--- Written request ---
Report every line in the items below that contains the string "jacket", copying each such line in full.

--- Data provided ---
------------------------------------------------------------

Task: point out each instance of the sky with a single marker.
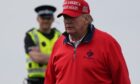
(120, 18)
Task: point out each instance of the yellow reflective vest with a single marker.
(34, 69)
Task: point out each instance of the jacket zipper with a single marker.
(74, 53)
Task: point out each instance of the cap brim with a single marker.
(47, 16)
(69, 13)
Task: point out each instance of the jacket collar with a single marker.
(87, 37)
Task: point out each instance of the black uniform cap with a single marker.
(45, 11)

------------------------------------------------------------

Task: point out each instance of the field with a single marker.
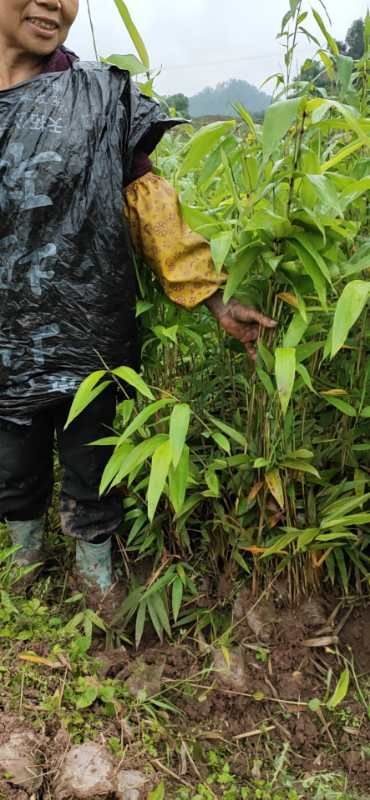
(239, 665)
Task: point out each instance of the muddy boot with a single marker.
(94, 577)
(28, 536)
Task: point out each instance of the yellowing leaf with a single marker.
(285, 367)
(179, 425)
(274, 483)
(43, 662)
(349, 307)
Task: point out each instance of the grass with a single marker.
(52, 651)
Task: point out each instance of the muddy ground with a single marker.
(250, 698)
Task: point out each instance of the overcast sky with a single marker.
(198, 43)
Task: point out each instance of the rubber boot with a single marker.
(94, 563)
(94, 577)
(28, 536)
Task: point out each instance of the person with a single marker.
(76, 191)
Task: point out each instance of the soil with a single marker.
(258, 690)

------------------------------------------------------------

--- Task solution ---
Task: point out each instance of the jacket zipper with a single marker.
Task: point out each instance of the jacket collar with a single marker.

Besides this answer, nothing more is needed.